──────── EXCERPTED DATA ────────

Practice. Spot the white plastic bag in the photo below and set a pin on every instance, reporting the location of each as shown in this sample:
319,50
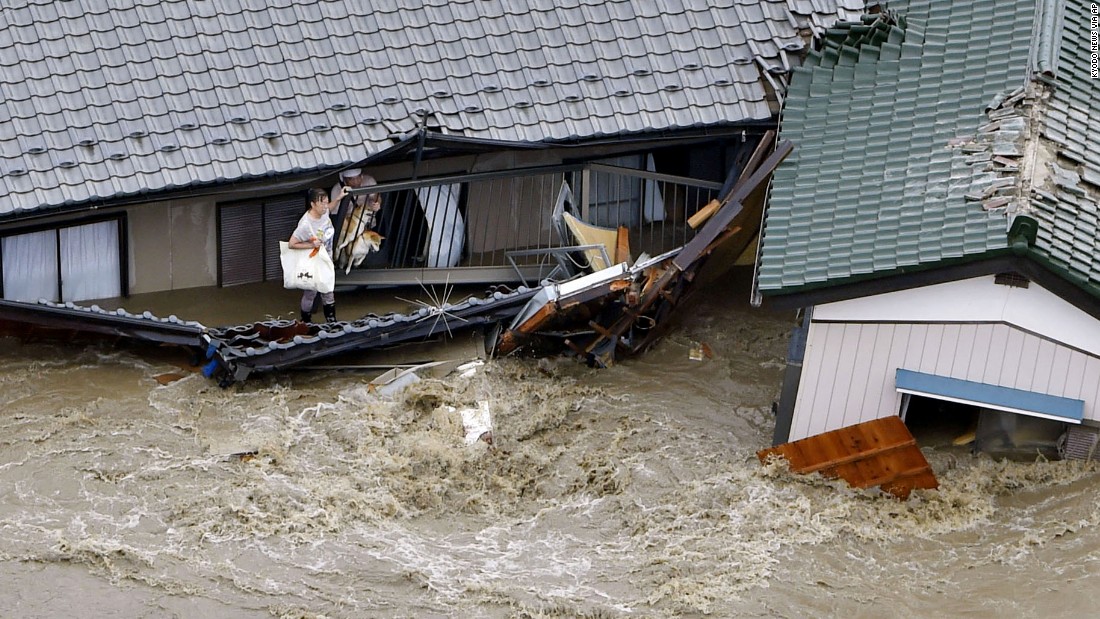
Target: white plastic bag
306,273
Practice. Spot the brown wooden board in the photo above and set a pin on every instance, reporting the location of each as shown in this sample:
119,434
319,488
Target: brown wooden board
875,453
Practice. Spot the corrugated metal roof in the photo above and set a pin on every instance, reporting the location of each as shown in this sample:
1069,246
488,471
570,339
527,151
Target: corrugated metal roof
103,101
895,161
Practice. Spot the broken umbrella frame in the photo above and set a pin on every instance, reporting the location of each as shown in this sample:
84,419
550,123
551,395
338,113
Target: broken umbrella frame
625,310
617,310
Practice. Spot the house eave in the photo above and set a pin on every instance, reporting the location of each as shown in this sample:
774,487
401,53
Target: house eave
1030,264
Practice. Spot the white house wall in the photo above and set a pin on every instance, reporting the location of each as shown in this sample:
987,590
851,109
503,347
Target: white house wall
854,349
978,299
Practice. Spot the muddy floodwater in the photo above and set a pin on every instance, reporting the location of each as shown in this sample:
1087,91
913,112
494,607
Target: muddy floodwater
629,492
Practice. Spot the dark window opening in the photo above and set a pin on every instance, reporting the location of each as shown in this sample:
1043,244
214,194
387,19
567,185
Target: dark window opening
249,234
1001,434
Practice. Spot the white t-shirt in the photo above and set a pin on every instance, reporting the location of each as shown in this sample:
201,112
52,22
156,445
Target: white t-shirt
309,228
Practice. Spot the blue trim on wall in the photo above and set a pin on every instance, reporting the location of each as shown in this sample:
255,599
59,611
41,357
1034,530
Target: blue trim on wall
1000,397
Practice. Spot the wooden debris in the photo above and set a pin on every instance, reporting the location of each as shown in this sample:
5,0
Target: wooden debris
703,213
875,453
628,308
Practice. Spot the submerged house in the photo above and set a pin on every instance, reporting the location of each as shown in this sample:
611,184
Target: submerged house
167,145
938,227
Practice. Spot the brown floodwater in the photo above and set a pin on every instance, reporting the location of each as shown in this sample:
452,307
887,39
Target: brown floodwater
629,492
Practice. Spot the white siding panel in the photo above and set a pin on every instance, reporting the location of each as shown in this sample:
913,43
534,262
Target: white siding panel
964,352
860,374
1043,362
812,364
850,367
1058,369
996,358
982,338
1090,388
930,349
867,376
914,347
978,299
1025,368
946,356
1013,345
831,397
1075,375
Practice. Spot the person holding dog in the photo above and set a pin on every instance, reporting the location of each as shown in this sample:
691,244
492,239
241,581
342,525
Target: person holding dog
359,213
316,230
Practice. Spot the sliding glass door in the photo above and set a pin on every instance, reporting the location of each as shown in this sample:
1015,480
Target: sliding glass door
69,264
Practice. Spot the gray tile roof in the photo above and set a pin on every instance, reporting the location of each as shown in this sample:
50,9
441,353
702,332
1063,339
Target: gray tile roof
908,129
103,100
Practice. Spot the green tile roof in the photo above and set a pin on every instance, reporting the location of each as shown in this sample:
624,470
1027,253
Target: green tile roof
894,163
1067,183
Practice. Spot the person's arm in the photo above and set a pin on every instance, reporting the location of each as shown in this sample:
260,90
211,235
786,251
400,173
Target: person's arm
334,202
297,243
294,243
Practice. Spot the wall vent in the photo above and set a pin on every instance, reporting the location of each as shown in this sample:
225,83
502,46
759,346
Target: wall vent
1013,279
1079,443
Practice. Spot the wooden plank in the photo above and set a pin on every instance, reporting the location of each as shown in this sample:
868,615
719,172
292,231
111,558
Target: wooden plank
875,453
704,213
622,245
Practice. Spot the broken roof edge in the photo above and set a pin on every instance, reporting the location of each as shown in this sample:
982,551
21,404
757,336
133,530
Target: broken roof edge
1022,258
1046,37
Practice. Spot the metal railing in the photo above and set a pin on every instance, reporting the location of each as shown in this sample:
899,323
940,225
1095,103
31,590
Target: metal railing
507,225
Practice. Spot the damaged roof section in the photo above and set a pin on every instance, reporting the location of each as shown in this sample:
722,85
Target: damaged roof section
102,103
910,133
1065,200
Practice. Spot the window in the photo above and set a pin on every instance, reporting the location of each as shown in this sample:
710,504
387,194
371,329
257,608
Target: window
70,263
249,234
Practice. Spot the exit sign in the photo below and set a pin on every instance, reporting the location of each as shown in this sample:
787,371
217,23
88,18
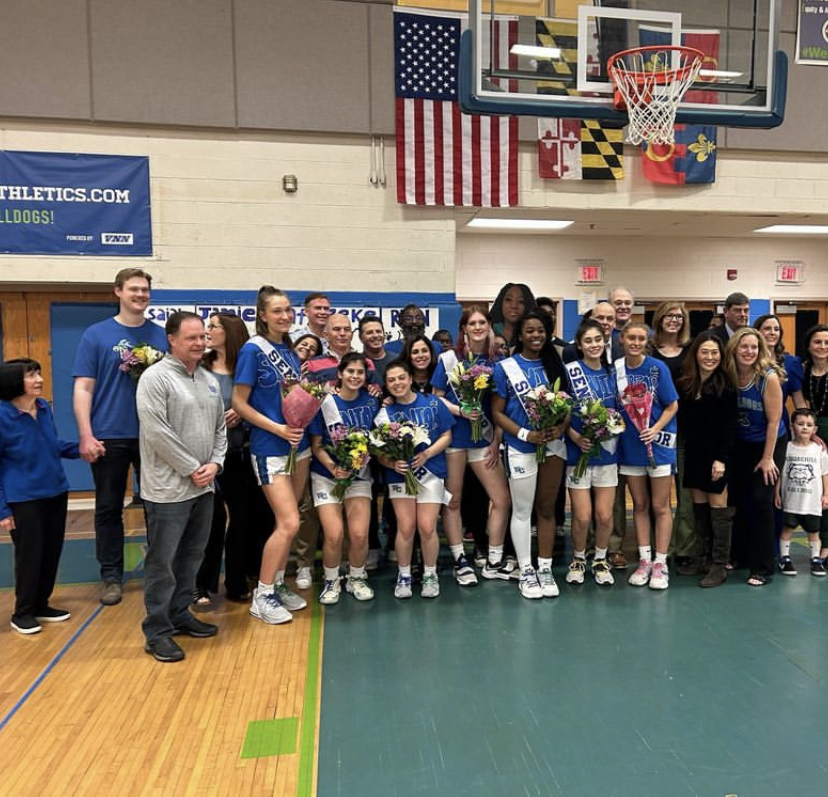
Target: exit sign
590,272
790,272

────────

WORK TO DO:
Find the line containing "Practice. Spot the wall" in the listing above. Please restate word for word that line through the last one, leaving out the pictures.

REPLY:
Practice. Spot the wall vent in the photo above and set a pin on every instance, reporting the location of each as shown in this sample:
225,83
502,46
759,346
Target: wall vent
1013,279
1079,443
Practice. Spot the wooden plank in the photo above and set a pin on every instance, reporting the location of each as shown in this sample:
868,615
719,172
292,231
111,558
Target: wooden plank
875,453
704,213
622,245
Practice. Spot the broken roof edge in the photo above and set a pin on every instance, reporting the location of each as shown in this sample:
982,551
21,404
757,336
133,530
Target: broken roof edge
1022,258
1046,37
Practice. Spot the metal railing in the photo above and set a pin on every instance, reporting the location of each as shown in this sample:
899,323
940,225
1095,103
31,590
Target: metal railing
507,225
Practice. Spot the damaged roof section in the photo above and set a pin on every instance, reporting the location of each as shown in this sample:
722,85
Target: damaged roof section
102,103
910,133
1065,200
Practice. Spot the window in the photo above and set a pin on every instance, reporting the location of each as shown in this sample:
710,504
387,194
371,329
257,608
Target: window
70,263
249,234
Practice. Spot the exit sign in the photo below and set a pin on every instance, reporting the location of each as shown in this sample:
787,371
217,23
88,18
Target: exit sign
590,272
790,272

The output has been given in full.